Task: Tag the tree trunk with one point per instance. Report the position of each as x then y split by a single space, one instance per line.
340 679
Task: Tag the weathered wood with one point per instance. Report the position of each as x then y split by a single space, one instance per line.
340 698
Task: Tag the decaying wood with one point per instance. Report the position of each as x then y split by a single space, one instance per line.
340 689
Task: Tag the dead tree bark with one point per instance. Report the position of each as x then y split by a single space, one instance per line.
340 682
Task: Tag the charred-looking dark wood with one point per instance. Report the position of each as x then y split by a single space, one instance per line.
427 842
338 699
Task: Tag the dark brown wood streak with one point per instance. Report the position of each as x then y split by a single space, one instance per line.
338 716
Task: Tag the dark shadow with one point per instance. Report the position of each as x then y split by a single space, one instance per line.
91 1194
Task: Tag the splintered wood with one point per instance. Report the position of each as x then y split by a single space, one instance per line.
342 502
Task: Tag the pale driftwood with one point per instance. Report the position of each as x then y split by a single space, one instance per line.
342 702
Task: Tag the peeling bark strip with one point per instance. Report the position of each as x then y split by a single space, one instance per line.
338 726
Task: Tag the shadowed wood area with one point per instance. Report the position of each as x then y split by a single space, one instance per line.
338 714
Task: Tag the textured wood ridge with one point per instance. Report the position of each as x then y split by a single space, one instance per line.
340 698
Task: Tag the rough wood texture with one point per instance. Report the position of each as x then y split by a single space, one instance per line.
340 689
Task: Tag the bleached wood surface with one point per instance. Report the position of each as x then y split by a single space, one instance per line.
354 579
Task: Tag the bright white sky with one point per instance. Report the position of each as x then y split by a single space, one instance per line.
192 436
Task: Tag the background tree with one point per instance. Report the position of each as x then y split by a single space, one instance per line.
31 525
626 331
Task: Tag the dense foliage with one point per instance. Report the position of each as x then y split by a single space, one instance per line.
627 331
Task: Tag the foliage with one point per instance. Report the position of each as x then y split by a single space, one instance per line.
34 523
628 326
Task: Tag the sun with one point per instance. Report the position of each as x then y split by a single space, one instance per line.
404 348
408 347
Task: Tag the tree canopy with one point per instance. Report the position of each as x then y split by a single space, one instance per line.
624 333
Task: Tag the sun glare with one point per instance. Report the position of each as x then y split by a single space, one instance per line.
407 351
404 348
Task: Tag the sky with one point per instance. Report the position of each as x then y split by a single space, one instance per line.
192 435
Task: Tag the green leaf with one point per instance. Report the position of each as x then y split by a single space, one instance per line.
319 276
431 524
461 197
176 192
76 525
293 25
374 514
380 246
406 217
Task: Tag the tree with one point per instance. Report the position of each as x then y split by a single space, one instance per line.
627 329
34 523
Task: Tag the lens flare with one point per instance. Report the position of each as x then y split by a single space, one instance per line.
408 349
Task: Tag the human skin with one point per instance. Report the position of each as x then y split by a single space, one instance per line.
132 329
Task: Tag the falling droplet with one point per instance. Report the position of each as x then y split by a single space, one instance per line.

☆ ☆ ☆ ☆ ☆

**Exercise details**
Each line of the data above is to be duplicated exactly.

**Written solution**
Task: Tag the tree trunk with one point per instance. Report the position of each as x then y split by a single space, one instance per line.
340 679
Task: Tag the weathered wood with one point per instance. Report the position of each as x then y split by a single space, one instance per line.
340 698
Task: Tag the decaying wood with one point per instance. Report the position of each as x then y split by a single space, one instance per line.
340 689
Task: Tag the dead tree bark with one point per instance. Report the position of each as x then y split by a single space, one instance per line.
340 682
Task: Tag the charred-looking dark wood with one point per instance. Report the position of each as x then y split by a single space, one instance per line.
427 842
338 699
Task: Tag the dark brown wood streak with one point per instance. Report the position of each as x then y split by a single space, one instance per line.
338 716
Task: Tag the dark shadow with one point per instance. Report the position of each as x then y split by a single space, one instance per line.
91 1194
Task: Tag the splintered wood with one point per instance. Report the position of each as x then y split by a single space, one instance per line.
342 502
Task: Tag the pale driftwood with one point per instance. Report the position of each as x then y split by a single space, one instance per line.
342 702
Task: Tag the peeling bark strip with one point per instance. Report the position of each as x then y split by a single space, one instance per line.
338 726
Task: Tag the shadowed wood area with one point per instance. Report the position of each as x then y split by a single space, one instance per line.
338 714
Task: Tag the textured wood ridge with one point per instance. Report the position of each as x then y split by a single space, one instance per line.
340 698
Task: Tag the rough wood texture with one point per instance. Report the position of each as x then y split by a single space, one instance per line.
340 689
Task: Tag the bleached wood surface with one point per instance. Report the position of each as x then y split by a single space, one instance per line.
354 579
Task: Tag the bright white sky with one point per instance. Report the position of each as x then y split by a single space, one instance per line.
192 436
Task: Tag the background tree with one point per instance. Report the position of each as x then y split by a single space, one instance per line.
31 525
626 331
Task: Tag the dense foliage with one point per instance. Report the position of each as x then y split by a single space, one instance per line.
627 331
Task: Tag the foliage with one point per instance. Report the position of each as x then y split by a single space, one instance per line.
34 523
628 326
Task: Tag the sun with one point per instance. Report the position of each as x then y split by a single space, one instance per line.
404 348
408 347
Task: Tag the tree canopy with one point per instance. Report the position of each as x then y split by a single space, one instance per line.
624 333
Task: Tag the sun glare with one point per instance. Report the position of each as x then y split by a single space, one instance per line.
407 351
404 348
Task: Tag the sky with one point per instance. Report the position of each as x then y split by a single space, one instance per line.
192 435
Task: Tag the green leaf with one point per instance. Report the position of each as x then y split by a single space, one instance per line.
319 276
431 524
461 197
176 192
76 525
293 25
374 514
380 246
406 217
Task: Tag the tree with one point per instance. Report the position of each as x then y split by a single space, one instance per line.
627 329
34 523
Task: Tag the lens flare with one point per instance. Report the position of each as x then y split by a single space, one instance per line.
408 349
Task: Tag the human skin with one point per instance. Report the position of each as x then y split by a single space, one instance per line.
132 329
Task: Tag the falling droplet with one point per instance. Report the position of each as x then y split by a single space, one instance per line.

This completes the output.